[Supplied passage — start]

This study provides a novel analysis of the relationship between MRB and concussion. The dose-response relationship between MRB and concussion observed in grade 9–10 students is consistent with previous studies that found dose-response relationships for adolescent injury based on level of engagement in MRB (Koven et al., 2005; Pickett et al., 2002a; Pickett et al., 2002b). In the grade 6–8 students, only the highest MRB quartile exhibited greater odds of concussion. These different grade-based patterns may reflect the different risky behaviours included in the composite MRB scores. It is possible that the risky behaviours not included in the survey administered to grades 6–8 students (e.g., unprotected sex, drug use) are more strongly associated with concussion. Alternatively, the relationship between MRB and concussion may become strengthened as students get older and engage in more severe risky behaviours more frequently.

Our results suggest that engagement in MRB may be a correlate of adolescent concussion. We speculate that the mechanisms explaining the link between some of the MRB (e.g., physical fighting, not wearing a helmet while riding a bicycle) and concussion reflect direct mechanisms (e.g., trauma caused by being punched in the face, hitting head when falling off bicycle, etc.). Conversely, we speculate that indirect mechanisms explain the link between concussion and many of the other MRB (e.g., smoking, alcohol, and drug use). For these risky behaviours, the association may be explained by the fact that adolescents who engage in these MRB are risk takers who make decisions and behave in ways that put themselves at heightened risk for concussion (e.g., behave recklessly when riding a bicycle).

Pediatric concussion prevention has focused on protective equipment and rule modification in sport (Benson et al., 2009; Cusimano et al., 2013). The MRB assessment strategy described in this study may be useful for identifying adolescents at increased concussion risk. Future studies should address whether behavioural interventions designed to decrease engagement in MRB may be useful for reducing concussion in youth.

There are several limitations to our study. Most notably, the cross-sectional design precludes us from knowing the direction of the relationship between MRB and concussion. This study only considered medically diagnosed concussions that were self-reported by students. The self-reported concussion and MRB items are vulnerable to recall biases that likely led to measurement error and conservative odds ratio estimates. Finally, a large number of participants were removed from the analysis because of missing data.

Conclusions

Risk for concussion was significantly elevated among adolescents with the highest level of MRB engagement. This study highlights the need to appreciate concussion as a broader public health concern with modifiable behavioural risk factors. Future studies should consider behavioural interventions designed to decrease adolescent engagement in multiple risk behaviours, in order to reduce concussion in youth.

[Supplied passage — finish]

- **Aim of the task**
List every source the passage above on risk behaviors and concussion cites in parentheses, giving the authors and year of each.

[Records shown — start]

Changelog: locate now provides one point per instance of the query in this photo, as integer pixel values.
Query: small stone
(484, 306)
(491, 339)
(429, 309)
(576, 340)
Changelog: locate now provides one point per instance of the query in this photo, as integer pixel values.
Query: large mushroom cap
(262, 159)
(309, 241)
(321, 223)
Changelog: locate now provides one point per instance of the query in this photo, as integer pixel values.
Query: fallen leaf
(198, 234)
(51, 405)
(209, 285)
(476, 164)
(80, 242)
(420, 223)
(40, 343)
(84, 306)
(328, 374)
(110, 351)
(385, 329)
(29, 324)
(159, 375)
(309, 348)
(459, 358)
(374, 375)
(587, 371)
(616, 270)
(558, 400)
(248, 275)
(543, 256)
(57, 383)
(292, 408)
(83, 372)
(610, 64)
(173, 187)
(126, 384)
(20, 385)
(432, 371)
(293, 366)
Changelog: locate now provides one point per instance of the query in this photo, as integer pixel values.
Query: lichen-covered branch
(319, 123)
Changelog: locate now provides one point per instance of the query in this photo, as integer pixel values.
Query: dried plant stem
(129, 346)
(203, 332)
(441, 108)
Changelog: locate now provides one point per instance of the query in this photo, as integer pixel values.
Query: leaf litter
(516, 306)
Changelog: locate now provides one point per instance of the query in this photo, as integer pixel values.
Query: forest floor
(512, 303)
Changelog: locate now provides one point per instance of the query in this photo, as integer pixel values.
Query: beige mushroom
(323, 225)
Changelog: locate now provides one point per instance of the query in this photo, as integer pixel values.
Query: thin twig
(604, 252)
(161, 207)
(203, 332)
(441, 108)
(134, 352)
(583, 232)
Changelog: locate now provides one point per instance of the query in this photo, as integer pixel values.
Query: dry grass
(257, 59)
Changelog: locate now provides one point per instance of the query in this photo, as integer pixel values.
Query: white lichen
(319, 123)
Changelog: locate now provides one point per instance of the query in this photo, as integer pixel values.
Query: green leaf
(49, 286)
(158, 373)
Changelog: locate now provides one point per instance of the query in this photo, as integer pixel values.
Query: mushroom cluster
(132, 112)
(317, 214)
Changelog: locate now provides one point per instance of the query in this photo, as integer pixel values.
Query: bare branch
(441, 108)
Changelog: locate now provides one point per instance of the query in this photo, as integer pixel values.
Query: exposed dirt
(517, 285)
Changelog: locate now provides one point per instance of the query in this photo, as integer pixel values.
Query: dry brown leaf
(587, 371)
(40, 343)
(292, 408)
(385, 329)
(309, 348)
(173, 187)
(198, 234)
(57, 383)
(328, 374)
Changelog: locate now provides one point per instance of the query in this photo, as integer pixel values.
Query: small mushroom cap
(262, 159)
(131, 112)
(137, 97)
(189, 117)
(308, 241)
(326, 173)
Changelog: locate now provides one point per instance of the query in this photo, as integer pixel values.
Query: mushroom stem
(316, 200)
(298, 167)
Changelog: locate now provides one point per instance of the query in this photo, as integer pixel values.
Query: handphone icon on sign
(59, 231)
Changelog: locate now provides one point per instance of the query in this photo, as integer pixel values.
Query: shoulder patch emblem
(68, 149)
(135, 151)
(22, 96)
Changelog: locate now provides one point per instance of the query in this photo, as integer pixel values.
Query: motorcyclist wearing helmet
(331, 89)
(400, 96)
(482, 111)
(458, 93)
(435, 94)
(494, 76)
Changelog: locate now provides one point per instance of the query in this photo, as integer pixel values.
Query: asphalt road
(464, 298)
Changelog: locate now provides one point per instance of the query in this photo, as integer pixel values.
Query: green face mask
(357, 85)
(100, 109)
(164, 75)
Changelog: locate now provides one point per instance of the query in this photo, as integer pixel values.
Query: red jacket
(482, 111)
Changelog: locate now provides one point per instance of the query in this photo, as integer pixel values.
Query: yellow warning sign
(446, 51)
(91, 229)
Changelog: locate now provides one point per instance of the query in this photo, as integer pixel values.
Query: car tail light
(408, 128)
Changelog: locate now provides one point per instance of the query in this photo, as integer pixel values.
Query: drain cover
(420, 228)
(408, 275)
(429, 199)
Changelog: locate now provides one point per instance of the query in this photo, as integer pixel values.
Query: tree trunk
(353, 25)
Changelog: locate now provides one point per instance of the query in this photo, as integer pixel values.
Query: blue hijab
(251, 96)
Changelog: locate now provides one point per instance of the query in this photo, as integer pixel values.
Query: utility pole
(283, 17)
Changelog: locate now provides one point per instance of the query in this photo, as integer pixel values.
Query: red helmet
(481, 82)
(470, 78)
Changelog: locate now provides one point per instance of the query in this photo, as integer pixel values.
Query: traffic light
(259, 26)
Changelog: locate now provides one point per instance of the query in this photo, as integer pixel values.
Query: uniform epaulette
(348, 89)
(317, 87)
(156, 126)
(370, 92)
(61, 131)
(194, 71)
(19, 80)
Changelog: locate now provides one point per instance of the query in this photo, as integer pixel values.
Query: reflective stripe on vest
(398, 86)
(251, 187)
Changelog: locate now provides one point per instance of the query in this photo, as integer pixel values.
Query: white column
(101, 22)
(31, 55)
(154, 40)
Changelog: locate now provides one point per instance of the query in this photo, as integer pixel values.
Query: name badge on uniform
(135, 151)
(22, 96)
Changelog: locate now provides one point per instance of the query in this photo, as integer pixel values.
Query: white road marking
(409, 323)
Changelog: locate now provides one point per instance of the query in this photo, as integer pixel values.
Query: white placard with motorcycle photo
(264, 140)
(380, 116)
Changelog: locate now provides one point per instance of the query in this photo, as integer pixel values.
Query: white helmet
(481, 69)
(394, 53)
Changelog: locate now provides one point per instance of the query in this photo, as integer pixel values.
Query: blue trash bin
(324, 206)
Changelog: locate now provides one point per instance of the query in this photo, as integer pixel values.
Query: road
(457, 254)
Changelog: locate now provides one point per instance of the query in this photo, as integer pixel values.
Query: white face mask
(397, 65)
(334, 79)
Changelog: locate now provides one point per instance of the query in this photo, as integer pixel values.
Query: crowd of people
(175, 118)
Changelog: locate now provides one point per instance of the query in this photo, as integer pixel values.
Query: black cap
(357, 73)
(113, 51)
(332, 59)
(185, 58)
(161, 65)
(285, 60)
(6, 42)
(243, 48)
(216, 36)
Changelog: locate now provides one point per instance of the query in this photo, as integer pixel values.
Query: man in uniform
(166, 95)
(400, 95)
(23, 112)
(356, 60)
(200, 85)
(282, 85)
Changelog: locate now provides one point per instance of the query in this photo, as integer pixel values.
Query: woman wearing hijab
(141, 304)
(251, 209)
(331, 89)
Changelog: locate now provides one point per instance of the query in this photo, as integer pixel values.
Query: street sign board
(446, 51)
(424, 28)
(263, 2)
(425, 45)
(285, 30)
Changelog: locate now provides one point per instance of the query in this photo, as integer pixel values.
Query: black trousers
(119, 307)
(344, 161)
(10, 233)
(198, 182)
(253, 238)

[Records shown — finish]

- **Your response**
Koven et al., 2005
Pickett et al., 2002a
Pickett et al., 2002b
Benson et al., 2009
Cusimano et al., 2013